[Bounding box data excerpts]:
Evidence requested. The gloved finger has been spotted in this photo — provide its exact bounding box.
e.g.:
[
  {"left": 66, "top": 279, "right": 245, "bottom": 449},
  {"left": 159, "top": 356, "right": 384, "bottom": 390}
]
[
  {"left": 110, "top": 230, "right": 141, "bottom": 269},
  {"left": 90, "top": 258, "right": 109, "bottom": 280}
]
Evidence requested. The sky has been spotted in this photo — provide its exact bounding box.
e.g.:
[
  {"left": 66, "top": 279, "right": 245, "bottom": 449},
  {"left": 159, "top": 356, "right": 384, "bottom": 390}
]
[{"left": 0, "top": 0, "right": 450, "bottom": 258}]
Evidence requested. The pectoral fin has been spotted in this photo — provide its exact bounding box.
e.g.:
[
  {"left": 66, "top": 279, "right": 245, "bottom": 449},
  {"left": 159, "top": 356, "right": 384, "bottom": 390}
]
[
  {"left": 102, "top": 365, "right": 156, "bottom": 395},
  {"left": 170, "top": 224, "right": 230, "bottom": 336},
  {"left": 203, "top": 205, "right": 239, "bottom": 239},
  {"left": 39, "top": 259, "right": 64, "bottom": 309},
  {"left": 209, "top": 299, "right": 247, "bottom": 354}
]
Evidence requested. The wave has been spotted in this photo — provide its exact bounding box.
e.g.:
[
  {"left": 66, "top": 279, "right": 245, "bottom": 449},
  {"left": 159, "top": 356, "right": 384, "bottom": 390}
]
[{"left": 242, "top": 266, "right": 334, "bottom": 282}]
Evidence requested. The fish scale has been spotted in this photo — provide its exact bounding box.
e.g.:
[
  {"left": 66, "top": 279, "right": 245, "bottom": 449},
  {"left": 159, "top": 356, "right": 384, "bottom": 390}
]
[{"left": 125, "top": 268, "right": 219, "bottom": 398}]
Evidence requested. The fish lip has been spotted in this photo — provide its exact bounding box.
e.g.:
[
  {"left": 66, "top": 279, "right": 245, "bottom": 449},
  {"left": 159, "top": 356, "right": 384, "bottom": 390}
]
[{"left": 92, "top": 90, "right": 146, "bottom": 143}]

[DO THIS]:
Start at the line that contains "Evidence requested. The fish lip" and go through the last of the lines. Write out those lines again, requests included, and offset each bounding box coordinate in the answers by adding 130, leaving the numbers in the requests and their format samples unchanged.

[SOLUTION]:
Evidence requested. The fish lip has been spotted in this photo — provide its exact bounding box.
e.g.:
[
  {"left": 66, "top": 279, "right": 245, "bottom": 449},
  {"left": 159, "top": 356, "right": 384, "bottom": 390}
]
[{"left": 222, "top": 220, "right": 276, "bottom": 273}]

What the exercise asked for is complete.